**** Extracted records ****

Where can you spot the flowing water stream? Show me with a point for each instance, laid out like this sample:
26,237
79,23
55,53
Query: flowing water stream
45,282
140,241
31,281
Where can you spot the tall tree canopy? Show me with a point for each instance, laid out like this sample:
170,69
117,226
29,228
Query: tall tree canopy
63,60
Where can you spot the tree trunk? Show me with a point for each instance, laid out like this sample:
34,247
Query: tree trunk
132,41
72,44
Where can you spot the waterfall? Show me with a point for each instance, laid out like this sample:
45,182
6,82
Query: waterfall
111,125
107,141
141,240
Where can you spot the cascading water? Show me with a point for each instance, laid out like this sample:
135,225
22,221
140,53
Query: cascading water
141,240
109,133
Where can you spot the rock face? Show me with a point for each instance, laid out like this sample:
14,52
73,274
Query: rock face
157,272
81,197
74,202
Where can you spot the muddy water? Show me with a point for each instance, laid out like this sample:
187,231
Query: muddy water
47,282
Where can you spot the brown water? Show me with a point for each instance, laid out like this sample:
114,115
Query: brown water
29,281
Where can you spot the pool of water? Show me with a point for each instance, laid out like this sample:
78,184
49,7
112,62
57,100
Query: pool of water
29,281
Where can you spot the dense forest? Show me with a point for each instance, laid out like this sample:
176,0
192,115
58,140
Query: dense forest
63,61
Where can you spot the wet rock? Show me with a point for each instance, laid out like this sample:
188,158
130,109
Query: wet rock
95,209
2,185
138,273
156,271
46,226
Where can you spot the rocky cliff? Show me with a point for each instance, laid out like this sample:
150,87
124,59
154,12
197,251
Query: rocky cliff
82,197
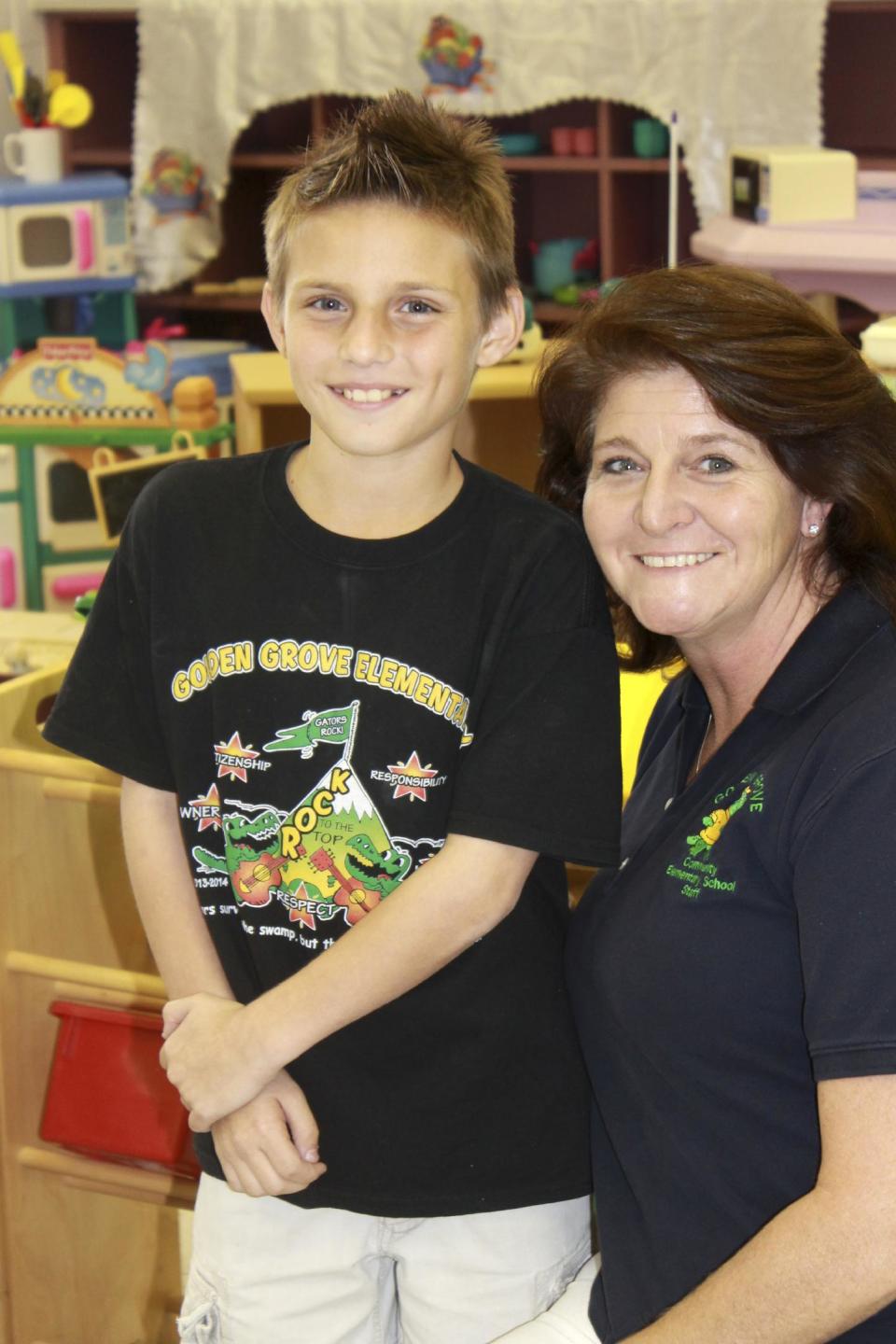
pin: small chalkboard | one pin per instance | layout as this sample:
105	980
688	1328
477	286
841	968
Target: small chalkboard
116	484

****

§ **What you have to do**:
Only the lines from the one with "Where can you spot the rock face?" through the last line of the records above are wanted, copied exactly and with pictures omitted.

§ **Exercise response**:
Where can you spot the rock face? Show me with a point for each instance, laid out like this sample:
14,52
73,274
Query: rock face
157,272
81,197
74,202
Where can you spot the muddy water? Show me with a point for each instance, laid out like this sample:
187,231
Query: muddy water
47,282
Where can you spot the brown water? Show me with a point for each instance, laid out like this sample:
114,115
Query: brown water
29,281
Where can you spot the pool of water? Show me with a point for each instance, laid out like this sample:
78,184
49,7
112,62
57,100
Query: pool of water
29,281
Where can you spot the dense forest? Show me with a point for each instance, laid out like this sample:
176,0
192,115
58,140
Query: dense forest
63,61
Where can you spot the wet rock? Show me with a point for each instance, laid out like this sample:
188,158
130,109
Query: wet rock
95,209
2,185
138,273
156,271
46,226
Where can you spot the rocky cliff? Show me with a point for each instance, laid out like this sample:
150,87
124,59
154,12
197,251
Query: rocky cliff
82,197
pin: small chalkboard | one pin per instance | layout as this sample:
105	980
688	1328
477	286
841	968
Target: small chalkboard
116	484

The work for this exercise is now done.